Problem description
The entries are to be duplicated exactly, though any picture in them must be omitted.

Source material
☆ ☆ ☆ ☆ ☆ ☆ ☆

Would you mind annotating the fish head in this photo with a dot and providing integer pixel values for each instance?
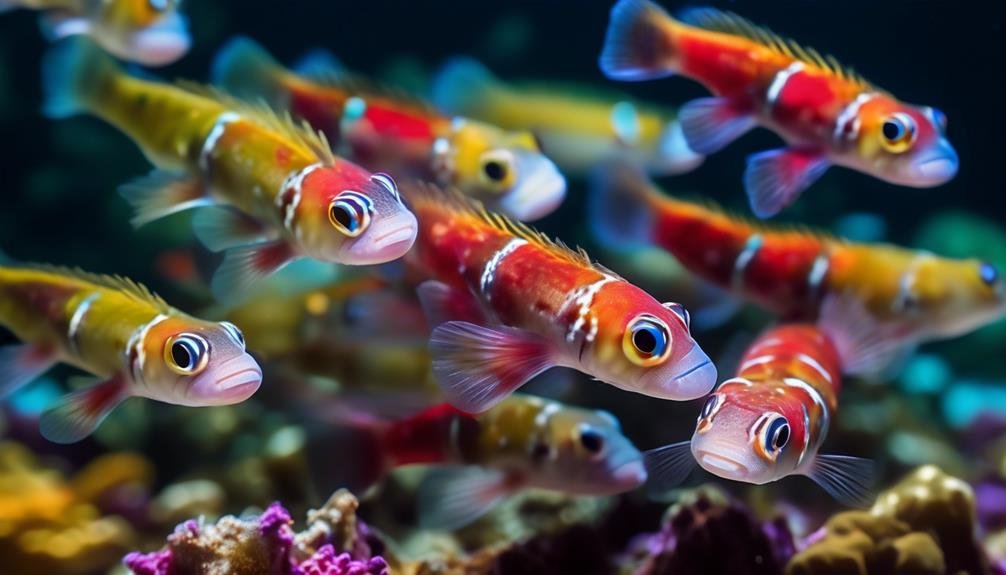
(150, 32)
(504, 170)
(646, 347)
(347, 215)
(952, 298)
(198, 363)
(749, 432)
(584, 451)
(904, 144)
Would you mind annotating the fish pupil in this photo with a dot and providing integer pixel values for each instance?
(645, 341)
(495, 170)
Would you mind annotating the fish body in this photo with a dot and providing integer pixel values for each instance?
(827, 114)
(508, 304)
(397, 134)
(119, 332)
(271, 191)
(150, 32)
(791, 270)
(523, 441)
(575, 129)
(771, 419)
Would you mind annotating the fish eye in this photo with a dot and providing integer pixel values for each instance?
(647, 342)
(186, 354)
(497, 168)
(234, 333)
(776, 435)
(989, 273)
(387, 182)
(898, 133)
(591, 439)
(350, 212)
(680, 312)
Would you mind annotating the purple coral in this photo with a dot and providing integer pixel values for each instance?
(326, 562)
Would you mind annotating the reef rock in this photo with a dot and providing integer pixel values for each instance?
(924, 525)
(49, 524)
(708, 533)
(334, 543)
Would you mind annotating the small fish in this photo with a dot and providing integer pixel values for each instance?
(124, 335)
(791, 270)
(150, 32)
(522, 442)
(389, 131)
(827, 114)
(508, 304)
(770, 420)
(575, 128)
(269, 191)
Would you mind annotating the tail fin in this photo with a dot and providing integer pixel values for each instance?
(619, 209)
(638, 45)
(74, 71)
(464, 86)
(245, 69)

☆ ☆ ☆ ☆ ☆ ☆ ☆

The answer
Would you mind annotating the fish head in this photo with a dot and providing integer pixel values for each instance?
(150, 32)
(504, 170)
(646, 347)
(347, 215)
(952, 298)
(198, 363)
(749, 432)
(584, 451)
(904, 144)
Would you mind annotating the fish pupil in this photo with a dot and providing integer pixel values for each instance?
(645, 341)
(495, 170)
Would you mind annotating the fish body in this photo with a dot and providing integer pixel values for each instance?
(827, 114)
(508, 304)
(397, 134)
(119, 332)
(271, 191)
(150, 32)
(791, 270)
(523, 441)
(575, 129)
(771, 419)
Would you mind annotating the fish eye in this photo with a dot and providing integer pixel values for each instance?
(647, 342)
(186, 354)
(497, 168)
(234, 333)
(776, 435)
(989, 273)
(387, 182)
(898, 133)
(591, 439)
(350, 212)
(680, 312)
Would you mind annotating the purple coral in this photo with a dot and providing integer pixel values for each instance?
(326, 562)
Would you mind annotating the reef rock in this photo with a dot and providing integer pixel values for each instance?
(924, 525)
(49, 524)
(708, 533)
(334, 543)
Would you mind annotating the small fish in this photo with a dot and providing integer pixel values for each instance?
(124, 335)
(791, 270)
(150, 32)
(522, 442)
(389, 131)
(827, 114)
(508, 304)
(770, 420)
(575, 128)
(269, 191)
Would you mind annotating the tail fin in this photo with a dot and providing integer pixel values for each instance?
(619, 209)
(638, 45)
(74, 71)
(464, 86)
(245, 69)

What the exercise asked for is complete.